What the task requires → Copy out the lines word for word, starting at the line that contains "314L142 296L120 292L72" and continuing through the last line of the items.
START Exercise input
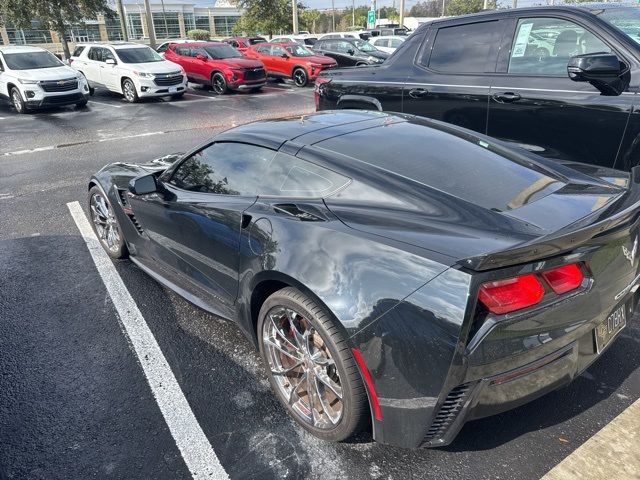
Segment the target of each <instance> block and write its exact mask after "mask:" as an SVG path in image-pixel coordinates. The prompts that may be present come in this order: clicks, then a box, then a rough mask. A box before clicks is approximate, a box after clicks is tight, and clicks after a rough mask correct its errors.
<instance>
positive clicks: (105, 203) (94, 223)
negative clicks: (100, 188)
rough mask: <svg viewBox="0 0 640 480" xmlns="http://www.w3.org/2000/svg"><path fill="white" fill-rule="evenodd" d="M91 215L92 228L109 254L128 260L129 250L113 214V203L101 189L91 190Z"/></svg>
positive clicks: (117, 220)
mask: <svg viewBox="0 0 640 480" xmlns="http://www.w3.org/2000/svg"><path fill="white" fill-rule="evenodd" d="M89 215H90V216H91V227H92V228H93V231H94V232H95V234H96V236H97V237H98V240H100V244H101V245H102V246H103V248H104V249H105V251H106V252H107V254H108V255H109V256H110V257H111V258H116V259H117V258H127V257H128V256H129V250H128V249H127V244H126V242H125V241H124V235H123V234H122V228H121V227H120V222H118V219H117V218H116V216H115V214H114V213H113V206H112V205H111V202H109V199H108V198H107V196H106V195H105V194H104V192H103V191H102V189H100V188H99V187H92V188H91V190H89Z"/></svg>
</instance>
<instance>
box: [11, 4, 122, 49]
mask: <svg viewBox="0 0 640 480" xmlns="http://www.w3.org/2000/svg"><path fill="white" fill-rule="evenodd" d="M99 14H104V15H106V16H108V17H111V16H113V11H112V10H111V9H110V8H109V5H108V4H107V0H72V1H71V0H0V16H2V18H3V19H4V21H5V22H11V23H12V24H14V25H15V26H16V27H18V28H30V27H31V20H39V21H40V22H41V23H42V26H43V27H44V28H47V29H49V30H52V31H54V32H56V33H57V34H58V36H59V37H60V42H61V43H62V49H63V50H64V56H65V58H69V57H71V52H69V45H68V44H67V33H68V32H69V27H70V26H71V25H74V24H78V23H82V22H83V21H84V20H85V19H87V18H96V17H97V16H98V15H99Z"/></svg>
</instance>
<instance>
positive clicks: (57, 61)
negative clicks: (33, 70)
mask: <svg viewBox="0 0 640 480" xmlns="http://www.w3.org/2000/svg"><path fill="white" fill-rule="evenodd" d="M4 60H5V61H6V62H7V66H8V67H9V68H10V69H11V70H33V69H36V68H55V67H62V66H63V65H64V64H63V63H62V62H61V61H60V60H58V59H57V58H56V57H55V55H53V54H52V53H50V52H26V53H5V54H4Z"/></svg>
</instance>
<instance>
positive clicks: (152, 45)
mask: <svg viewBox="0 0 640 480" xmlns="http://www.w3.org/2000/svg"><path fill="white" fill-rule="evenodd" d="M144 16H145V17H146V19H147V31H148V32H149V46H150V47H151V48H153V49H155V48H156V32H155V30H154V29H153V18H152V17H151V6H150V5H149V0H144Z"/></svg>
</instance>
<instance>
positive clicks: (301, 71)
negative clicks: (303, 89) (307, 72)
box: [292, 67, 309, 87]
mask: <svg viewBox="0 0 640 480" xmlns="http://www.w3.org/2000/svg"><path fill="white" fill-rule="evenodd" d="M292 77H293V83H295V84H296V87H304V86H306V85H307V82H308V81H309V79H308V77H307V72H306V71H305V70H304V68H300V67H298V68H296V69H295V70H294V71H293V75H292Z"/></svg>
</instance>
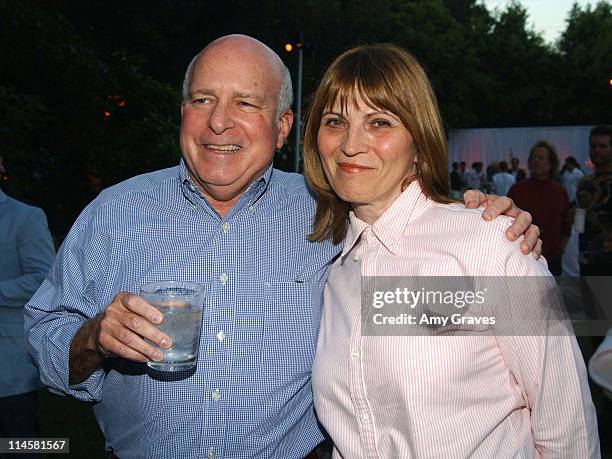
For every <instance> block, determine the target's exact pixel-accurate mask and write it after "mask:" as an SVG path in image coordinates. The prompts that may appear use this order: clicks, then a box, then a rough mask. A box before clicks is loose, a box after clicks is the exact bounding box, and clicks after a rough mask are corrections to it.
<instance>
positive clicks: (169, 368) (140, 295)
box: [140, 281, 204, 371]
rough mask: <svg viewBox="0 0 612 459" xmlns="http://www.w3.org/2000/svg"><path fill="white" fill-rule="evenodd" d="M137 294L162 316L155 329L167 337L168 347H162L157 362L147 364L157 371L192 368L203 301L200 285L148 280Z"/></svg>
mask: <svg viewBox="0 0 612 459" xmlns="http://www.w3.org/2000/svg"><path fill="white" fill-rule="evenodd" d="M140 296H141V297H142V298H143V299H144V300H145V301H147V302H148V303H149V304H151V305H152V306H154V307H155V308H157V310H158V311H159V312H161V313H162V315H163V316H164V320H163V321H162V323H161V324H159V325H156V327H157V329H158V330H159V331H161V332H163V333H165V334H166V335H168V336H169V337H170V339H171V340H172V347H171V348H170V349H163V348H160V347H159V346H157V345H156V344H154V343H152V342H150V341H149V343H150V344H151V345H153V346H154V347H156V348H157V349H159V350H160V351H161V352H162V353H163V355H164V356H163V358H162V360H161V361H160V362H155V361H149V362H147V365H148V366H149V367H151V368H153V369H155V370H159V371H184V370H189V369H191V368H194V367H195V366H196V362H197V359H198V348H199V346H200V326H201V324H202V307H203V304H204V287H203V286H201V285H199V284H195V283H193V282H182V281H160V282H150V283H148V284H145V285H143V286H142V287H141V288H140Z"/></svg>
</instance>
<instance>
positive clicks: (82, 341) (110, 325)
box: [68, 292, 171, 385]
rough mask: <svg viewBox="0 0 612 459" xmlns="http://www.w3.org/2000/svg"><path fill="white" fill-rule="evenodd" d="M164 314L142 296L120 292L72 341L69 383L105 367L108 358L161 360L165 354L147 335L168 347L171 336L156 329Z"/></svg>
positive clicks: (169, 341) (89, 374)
END Exercise input
Result below →
rough mask: <svg viewBox="0 0 612 459" xmlns="http://www.w3.org/2000/svg"><path fill="white" fill-rule="evenodd" d="M164 314L142 296L120 292L72 341L69 383L105 367L108 358L161 360L165 354L147 335L168 347L171 336L156 329Z"/></svg>
positive clicks: (169, 341) (89, 374)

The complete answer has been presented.